| Texto |

^^^^

Pero ni Inglaterra ni Austria-Hungría estaban dispuestas a consentir el engrandecimiento del poder ruso a costa del Imperio otomano. Sólo la mediación del canciller alemán Bismarck evitó el estallido de una guerra ruso-británica tras la firma del tratado de San Stefano. En junio-julio de 1878, el Congreso de Berlín obligó al zar a renunciar a muchas de las ventajas obtenidas poco antes. Pero Turquía perdió definitivamente Serbia, Montenegro y Rumanía, que fueron declaradas independientes, así como Bulgaria, convertida en un principado bajo protectorado turco, y Rumelia Oriental, que se transformó en provincia autónoma. Grecia extendió sus fronteras por Tesalia y el Pireo, mientras Austria se anexionaba Bosnia-Herzegovina y Rusia obtenía la Besarabia europea y los territorios asiáticos de Karsi y Batun.

El fin del Imperio (1878-1923)

 

El sultán Abdul Hamid II (1876-1909), establecido en el trono por una revolución cortesana dirigida por el partido reformador, pareció en principio dispuesto a continuar la política de cambios iniciada por su predecesor. En 1876 fue promulgada la primera Constitución del Imperio, que estableció una monarquía parlamentaria sin tocar las bases autocráticas del régimen y garantizó la libertad individual y religiosa. Pero, dos meses después de su puesta en vigor, el sultán derogó las garantías constitucionales y ordenó la represión del partido reformador.

Ello precipitó la ruina del Imperio, cuya única salida era el fin del inmovilismo político. La situación financiera obligó a crear una administración de la deuda pública, confiada a delegados franceses y británicos, que desde 1878 controlaron los recursos de la hacienda turca para asegurar el pago de la deuda externa. Ello significó una conculcación flagrante de la soberanía otomana, que despertó las iras de quienes reclamaban una profunda reforma de la estructura política y administrativa del Imperio. El sultán, por su parte, trató de conseguir la unidad de los musulmanes del Imperio frente a la penetración occidental, lo que provocó una creciente violencia religiosa hacia las minorías no musulmanas. La culminación de esta violencia fue la masacre de los armenios en 1894-96, que desacreditó aún más al Imperio ante las potencias occidentales. En Europa central, el gobierno turco no consiguió refrenar los envites del nacionalismo y en 1885 tuvo que acceder a la unión de Rumelia oriental y Bulgaria. En 1866-68 estalló una primera rebelión en Creta, seguida de una segunda en 1890. Esta situación llevó a una guerra greco-turca en 1897, tras la cual la isla pasó a control internacional. Poco después, Creta fue transferida a Grecia.

^^^^

| Filas del conjunto de datos de señalamiento de objetos |
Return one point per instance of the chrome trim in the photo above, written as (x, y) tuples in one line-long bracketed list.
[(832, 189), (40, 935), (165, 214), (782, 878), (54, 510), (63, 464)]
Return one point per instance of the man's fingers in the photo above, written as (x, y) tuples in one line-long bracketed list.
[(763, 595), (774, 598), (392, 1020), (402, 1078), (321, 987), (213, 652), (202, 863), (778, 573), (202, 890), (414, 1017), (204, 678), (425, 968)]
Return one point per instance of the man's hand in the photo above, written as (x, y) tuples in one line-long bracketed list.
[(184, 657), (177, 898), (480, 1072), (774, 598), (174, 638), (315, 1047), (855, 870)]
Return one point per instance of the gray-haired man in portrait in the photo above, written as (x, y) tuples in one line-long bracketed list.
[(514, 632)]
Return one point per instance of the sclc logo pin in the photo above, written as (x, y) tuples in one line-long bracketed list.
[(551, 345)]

^^^^

| Tareas |
• a. Responde estas preguntas según el texto sobre el fin del Imperio otomano:
(i) ¿Qué congreso obligó al zar a renunciar a muchas de las ventajas obtenidas, y en qué meses y año se celebró?
(ii) ¿En qué año se promulgó la primera Constitución del Imperio?
(iii) ¿En qué años tuvo lugar la masacre de los armenios?
• b. Indica si cada afirmación concuerda con el texto sobre el fin del Imperio otomano. Responde sí o no y cita las palabras del texto que lo deciden.
(i) Austria se anexionó Bosnia-Herzegovina.
(ii) La administración de la deuda pública se confió a delegados alemanes.
(iii) Tras la guerra greco-turca de 1897, Creta pasó de inmediato a Grecia.

| Respuestas |
• a.
(i) El Congreso de Berlín, en junio-julio de 1878.
(ii) En 1876.
(iii) En 1894-96.

• b.
(i) Sí: "Austria se anexionaba Bosnia-Herzegovina".
(ii) No: "confiada a delegados franceses y británicos".
(iii) No: "tras la cual la isla pasó a control internacional".